Problem to solve:
Please count the lines in the entries below that contain the word "woman", and reply with only that number.

Provided entries:
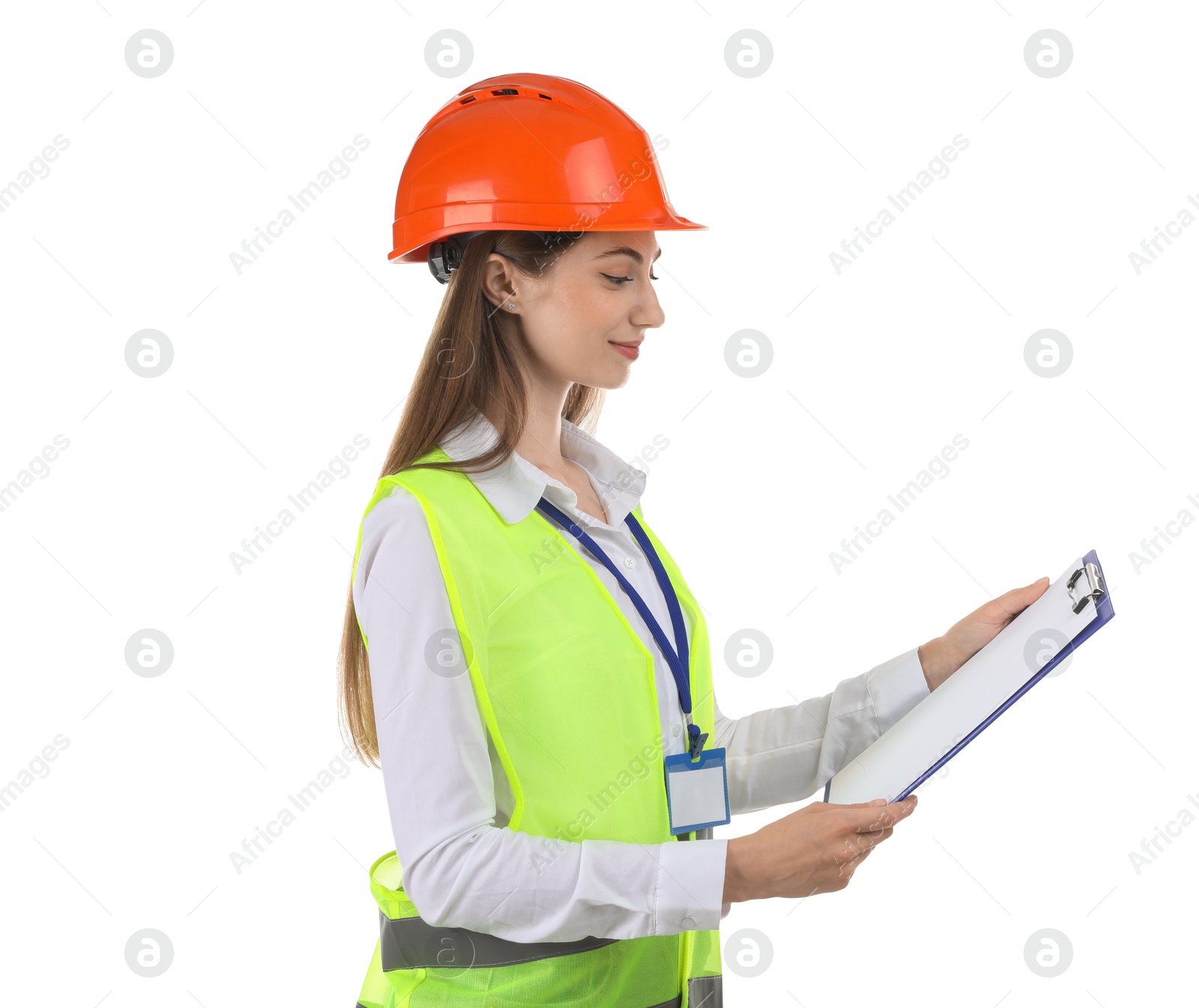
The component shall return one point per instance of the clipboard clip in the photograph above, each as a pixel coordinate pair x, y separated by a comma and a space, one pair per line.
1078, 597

--

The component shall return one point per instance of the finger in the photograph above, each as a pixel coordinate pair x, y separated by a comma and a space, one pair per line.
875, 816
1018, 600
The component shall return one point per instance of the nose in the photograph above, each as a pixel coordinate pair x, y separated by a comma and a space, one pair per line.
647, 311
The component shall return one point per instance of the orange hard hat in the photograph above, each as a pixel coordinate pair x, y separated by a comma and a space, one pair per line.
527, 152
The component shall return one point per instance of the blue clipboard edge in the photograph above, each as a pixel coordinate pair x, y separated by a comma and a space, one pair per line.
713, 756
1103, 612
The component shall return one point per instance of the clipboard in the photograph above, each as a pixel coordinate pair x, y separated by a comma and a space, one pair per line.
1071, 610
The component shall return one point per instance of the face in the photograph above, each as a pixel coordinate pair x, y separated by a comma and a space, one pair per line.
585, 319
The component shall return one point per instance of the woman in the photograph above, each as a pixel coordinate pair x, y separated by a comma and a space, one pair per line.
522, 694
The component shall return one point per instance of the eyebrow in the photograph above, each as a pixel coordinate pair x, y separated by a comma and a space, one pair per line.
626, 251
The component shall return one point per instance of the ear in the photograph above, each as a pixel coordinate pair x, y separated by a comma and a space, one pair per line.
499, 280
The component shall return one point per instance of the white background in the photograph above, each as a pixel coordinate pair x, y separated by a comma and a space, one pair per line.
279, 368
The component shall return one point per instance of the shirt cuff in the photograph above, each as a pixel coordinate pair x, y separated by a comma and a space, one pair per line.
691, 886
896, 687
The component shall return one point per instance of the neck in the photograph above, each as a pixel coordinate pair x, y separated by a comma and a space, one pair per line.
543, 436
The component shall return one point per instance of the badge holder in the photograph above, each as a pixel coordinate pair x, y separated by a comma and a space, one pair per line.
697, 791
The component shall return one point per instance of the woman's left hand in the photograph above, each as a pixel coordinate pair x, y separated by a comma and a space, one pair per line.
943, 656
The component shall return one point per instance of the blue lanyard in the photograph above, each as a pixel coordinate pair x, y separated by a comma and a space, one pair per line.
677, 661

Output of the task:
2